■ BRIEF: Each entry below is to be printed verbatim.

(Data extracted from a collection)
>> Begin

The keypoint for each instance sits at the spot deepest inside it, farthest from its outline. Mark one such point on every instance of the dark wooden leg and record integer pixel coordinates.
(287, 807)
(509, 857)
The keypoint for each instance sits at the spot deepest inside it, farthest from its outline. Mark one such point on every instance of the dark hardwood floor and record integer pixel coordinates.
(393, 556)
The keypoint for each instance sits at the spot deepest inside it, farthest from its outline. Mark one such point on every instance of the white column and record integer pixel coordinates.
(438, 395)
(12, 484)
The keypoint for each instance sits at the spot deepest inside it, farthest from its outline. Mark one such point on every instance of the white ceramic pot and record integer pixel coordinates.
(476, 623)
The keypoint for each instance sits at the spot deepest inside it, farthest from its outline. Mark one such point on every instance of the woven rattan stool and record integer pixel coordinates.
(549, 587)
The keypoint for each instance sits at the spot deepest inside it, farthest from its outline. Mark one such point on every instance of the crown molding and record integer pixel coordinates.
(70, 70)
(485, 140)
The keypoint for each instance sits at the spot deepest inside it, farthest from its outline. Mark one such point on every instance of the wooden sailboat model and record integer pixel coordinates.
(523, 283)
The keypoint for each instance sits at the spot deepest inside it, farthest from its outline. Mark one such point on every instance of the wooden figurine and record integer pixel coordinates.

>> End

■ COMPLETE RESPONSE:
The keypoint for each instance sits at the spot deepest inside it, farthest from its outline. Mark one such point on every instance of the dark wooden leg and record integer pixel coordinates.
(287, 807)
(509, 857)
The keypoint for each instance sits at the spot deepest inside it, farthest from its outline. Mark one such point on every instance of the dark hardwood floor and record integer pixel coordinates.
(393, 556)
The keypoint for each instance sits at the spot deepest inside it, farthest from its outline. Mark one such point on every instance of the white column and record integer pixel coordinates.
(438, 395)
(12, 484)
The keypoint for each instance sits at the spot deepest inside it, farthest from its outline. Mark one such point on every instance of the white ceramic pot and record integer pixel coordinates.
(476, 623)
The keypoint for each instance sits at the spot deepest inside it, farthest from its outline. Mark one such point on every instance of the woven rattan stool and record integer pixel coordinates.
(549, 587)
The keypoint for each instance sits at the spot deepest inside it, farthest from its outline. Mark one such point on every instance of the crown molding and record integer pixel coordinates.
(70, 70)
(485, 140)
The keypoint for each instance sits at the spot deepest inside it, farthest from its outline. Mark one such point on every instance of the wooden sailboat model and record integer pixel coordinates.
(523, 283)
The keypoint for each instance sits at the spot deepest inside it, farthest from its outline. Mark one such point on every instance of the wooden figurine and record integer pixel coordinates.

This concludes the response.